EXERCISE MATERIALS
------------

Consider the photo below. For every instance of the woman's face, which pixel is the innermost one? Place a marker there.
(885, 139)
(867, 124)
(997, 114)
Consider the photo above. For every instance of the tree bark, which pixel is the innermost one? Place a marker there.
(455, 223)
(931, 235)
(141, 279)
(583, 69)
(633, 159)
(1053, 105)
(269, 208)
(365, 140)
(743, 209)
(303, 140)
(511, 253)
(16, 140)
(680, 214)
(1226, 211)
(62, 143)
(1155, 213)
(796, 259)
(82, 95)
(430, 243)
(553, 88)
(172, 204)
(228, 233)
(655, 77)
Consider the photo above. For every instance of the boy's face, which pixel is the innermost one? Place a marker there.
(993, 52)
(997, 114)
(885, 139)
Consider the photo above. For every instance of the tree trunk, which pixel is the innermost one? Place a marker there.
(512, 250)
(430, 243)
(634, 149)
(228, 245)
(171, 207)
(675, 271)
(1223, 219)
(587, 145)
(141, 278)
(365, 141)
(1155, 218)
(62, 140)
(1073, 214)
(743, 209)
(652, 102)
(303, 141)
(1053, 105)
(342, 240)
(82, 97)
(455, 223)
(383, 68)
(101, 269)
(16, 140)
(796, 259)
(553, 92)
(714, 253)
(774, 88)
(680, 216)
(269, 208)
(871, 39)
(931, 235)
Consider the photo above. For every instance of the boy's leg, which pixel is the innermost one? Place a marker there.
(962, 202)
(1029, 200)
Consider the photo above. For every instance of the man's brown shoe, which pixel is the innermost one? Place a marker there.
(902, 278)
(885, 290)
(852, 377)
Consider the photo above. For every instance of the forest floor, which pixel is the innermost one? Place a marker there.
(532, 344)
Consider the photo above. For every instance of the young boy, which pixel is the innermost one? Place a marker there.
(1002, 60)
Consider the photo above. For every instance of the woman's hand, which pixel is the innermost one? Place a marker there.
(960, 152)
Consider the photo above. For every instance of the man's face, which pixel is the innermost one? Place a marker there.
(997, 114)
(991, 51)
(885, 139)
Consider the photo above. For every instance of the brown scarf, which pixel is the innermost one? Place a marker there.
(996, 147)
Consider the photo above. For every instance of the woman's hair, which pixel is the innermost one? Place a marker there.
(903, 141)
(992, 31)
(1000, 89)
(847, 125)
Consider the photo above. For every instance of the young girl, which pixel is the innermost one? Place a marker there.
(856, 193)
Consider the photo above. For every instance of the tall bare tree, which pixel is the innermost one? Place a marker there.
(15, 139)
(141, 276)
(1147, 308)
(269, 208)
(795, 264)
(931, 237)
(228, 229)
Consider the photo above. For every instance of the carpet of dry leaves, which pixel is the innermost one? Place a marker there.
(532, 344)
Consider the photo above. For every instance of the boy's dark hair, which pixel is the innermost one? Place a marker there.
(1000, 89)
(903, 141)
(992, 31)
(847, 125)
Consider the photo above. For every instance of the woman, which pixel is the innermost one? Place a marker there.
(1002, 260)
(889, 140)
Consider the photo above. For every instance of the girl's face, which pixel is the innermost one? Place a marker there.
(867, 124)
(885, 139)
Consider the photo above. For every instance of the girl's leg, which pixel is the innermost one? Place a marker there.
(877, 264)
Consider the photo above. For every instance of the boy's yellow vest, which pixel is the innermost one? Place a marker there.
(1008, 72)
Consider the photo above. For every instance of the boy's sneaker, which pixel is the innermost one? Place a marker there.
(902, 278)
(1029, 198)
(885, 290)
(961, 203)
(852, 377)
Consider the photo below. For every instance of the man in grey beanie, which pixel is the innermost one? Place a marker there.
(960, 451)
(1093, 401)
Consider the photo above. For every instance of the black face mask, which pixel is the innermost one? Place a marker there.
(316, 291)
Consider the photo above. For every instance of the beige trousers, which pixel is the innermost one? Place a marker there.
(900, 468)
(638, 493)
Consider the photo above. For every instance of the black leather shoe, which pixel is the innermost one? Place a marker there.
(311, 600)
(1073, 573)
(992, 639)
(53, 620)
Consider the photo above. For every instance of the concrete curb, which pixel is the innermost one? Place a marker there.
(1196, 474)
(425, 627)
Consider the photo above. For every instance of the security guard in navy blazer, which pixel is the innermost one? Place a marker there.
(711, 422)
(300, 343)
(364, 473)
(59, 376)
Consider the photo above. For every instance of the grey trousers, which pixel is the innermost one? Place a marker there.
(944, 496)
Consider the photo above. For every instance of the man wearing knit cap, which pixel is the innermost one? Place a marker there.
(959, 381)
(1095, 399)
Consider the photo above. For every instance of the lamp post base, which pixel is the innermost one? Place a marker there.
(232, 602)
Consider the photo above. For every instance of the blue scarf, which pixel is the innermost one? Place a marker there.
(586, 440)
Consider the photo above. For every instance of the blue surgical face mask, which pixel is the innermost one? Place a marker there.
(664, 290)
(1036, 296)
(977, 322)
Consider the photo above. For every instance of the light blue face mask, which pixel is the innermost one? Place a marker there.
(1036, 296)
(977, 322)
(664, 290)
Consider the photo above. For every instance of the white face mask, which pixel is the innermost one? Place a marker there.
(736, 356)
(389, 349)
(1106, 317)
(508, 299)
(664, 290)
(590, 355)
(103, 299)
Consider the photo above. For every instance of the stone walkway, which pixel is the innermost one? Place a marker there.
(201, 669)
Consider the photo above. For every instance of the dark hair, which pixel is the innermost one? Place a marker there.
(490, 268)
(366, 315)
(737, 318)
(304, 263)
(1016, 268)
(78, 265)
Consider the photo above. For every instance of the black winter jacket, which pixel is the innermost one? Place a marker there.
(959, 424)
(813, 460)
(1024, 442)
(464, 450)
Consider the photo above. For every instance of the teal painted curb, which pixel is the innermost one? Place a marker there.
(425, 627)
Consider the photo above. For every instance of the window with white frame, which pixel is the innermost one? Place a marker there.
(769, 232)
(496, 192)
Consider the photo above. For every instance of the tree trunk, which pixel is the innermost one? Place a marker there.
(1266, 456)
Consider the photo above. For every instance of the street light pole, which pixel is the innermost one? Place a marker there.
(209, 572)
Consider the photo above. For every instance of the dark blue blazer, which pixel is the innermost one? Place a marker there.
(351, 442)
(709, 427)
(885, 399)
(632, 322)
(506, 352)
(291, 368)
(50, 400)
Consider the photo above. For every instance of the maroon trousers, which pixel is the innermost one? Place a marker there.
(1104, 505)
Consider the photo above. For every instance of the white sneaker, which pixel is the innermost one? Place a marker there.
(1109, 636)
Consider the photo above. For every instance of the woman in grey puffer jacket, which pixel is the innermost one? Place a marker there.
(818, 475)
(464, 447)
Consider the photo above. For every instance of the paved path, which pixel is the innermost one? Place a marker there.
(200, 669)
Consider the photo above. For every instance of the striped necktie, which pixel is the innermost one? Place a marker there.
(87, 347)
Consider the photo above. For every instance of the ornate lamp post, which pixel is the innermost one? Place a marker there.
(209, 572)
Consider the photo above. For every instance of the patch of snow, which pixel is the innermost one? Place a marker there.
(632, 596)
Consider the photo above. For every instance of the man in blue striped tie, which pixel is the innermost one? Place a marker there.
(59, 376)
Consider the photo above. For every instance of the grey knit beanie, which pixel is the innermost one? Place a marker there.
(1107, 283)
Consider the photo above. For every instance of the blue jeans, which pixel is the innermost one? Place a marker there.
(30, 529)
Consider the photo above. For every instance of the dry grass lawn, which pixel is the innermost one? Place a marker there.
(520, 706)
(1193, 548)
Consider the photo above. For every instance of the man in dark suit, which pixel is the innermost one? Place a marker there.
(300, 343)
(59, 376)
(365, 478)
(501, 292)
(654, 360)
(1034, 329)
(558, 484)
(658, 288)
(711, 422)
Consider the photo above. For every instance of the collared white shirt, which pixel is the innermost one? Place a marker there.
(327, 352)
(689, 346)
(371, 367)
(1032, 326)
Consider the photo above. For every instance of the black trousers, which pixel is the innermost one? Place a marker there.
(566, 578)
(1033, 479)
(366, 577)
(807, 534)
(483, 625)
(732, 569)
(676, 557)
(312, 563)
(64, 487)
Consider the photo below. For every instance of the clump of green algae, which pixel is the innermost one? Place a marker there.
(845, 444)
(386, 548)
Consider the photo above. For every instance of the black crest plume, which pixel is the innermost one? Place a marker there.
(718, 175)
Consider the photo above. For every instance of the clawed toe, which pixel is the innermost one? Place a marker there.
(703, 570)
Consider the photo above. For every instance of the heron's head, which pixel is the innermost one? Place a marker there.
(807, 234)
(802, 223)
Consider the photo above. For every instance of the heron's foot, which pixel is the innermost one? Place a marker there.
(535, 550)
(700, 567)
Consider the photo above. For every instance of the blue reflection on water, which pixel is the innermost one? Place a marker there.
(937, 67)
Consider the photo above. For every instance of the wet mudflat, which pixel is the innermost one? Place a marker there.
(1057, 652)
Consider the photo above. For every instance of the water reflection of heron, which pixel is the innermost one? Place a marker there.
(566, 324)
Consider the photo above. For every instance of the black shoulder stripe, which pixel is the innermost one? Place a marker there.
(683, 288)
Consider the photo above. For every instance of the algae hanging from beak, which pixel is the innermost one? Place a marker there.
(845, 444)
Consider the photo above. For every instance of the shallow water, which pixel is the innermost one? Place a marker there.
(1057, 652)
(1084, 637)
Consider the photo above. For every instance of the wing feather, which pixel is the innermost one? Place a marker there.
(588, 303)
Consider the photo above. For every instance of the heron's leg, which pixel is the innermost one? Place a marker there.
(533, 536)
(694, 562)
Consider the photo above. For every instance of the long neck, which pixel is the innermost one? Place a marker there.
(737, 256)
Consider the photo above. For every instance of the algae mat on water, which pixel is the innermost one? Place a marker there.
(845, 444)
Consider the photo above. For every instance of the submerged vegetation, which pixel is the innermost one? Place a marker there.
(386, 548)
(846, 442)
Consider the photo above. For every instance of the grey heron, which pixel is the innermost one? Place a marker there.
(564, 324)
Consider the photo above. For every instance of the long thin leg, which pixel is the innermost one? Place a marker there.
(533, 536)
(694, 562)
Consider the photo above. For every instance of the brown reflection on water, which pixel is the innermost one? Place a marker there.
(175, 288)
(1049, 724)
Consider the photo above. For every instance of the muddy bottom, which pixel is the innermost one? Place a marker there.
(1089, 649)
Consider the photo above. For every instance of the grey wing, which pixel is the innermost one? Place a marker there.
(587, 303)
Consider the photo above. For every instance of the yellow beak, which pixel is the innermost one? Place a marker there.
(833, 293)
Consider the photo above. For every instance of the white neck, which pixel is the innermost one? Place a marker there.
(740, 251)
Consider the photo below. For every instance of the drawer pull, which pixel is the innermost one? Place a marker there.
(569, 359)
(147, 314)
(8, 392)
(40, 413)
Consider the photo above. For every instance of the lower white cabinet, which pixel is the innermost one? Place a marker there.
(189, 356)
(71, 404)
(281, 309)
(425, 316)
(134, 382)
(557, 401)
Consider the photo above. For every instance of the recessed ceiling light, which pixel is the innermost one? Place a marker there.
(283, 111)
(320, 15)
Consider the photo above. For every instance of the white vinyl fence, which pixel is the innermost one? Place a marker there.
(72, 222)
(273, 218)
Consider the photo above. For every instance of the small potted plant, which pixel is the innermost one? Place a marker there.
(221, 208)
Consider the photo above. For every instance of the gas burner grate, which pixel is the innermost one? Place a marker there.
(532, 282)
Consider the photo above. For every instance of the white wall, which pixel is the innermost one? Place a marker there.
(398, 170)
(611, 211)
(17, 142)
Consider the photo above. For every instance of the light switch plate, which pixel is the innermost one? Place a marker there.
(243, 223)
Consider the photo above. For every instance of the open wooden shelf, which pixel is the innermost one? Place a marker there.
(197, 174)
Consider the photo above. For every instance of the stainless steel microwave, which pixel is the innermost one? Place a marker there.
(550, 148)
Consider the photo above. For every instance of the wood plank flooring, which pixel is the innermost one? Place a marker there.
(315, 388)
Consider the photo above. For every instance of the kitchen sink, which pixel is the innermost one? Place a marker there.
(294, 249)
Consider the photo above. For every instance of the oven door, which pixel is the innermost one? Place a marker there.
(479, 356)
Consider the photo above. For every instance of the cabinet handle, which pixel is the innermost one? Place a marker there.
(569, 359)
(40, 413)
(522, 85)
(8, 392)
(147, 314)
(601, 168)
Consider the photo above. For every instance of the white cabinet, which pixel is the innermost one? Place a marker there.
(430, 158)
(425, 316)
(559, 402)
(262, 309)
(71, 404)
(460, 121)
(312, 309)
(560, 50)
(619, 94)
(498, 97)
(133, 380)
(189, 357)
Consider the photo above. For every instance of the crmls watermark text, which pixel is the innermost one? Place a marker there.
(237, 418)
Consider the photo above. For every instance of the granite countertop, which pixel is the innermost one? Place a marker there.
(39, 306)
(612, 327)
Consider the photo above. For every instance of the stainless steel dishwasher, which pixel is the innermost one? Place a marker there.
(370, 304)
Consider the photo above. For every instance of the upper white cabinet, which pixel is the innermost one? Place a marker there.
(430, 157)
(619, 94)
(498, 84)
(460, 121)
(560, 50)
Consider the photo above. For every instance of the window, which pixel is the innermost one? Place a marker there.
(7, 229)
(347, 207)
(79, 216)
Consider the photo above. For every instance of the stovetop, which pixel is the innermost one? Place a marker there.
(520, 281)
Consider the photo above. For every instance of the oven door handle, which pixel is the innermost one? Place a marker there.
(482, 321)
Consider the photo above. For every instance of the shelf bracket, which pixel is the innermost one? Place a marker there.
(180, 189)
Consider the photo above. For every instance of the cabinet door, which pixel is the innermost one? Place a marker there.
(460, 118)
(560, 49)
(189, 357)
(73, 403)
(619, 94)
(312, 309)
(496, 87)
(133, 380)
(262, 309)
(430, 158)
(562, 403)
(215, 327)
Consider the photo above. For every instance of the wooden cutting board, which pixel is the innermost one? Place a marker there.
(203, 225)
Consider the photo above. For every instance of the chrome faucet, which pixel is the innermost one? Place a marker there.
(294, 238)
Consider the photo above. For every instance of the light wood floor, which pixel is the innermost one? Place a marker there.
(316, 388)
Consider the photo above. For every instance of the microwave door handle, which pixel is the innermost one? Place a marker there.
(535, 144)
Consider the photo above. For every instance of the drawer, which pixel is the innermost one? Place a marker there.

------------

EXERCISE
Return precisely the lines of the records, starting with the line that holds "Consider the photo above. For every instance of the chrome" and ending with the last one.

OUTPUT OF THE EXERCISE
Consider the photo above. For every instance of the chrome faucet, which pixel is the innermost one? Place a marker there.
(294, 238)
Consider the photo above. For every instance of the light wood floor, which pixel is the innermost one? Place a marker there.
(316, 388)
Consider the photo above. For every instance of the microwave door handle, which pixel is the innermost one? Place a marker there.
(535, 144)
Consider the photo above. For every instance of the drawer, which pixel is the innermost one? Place a marker there.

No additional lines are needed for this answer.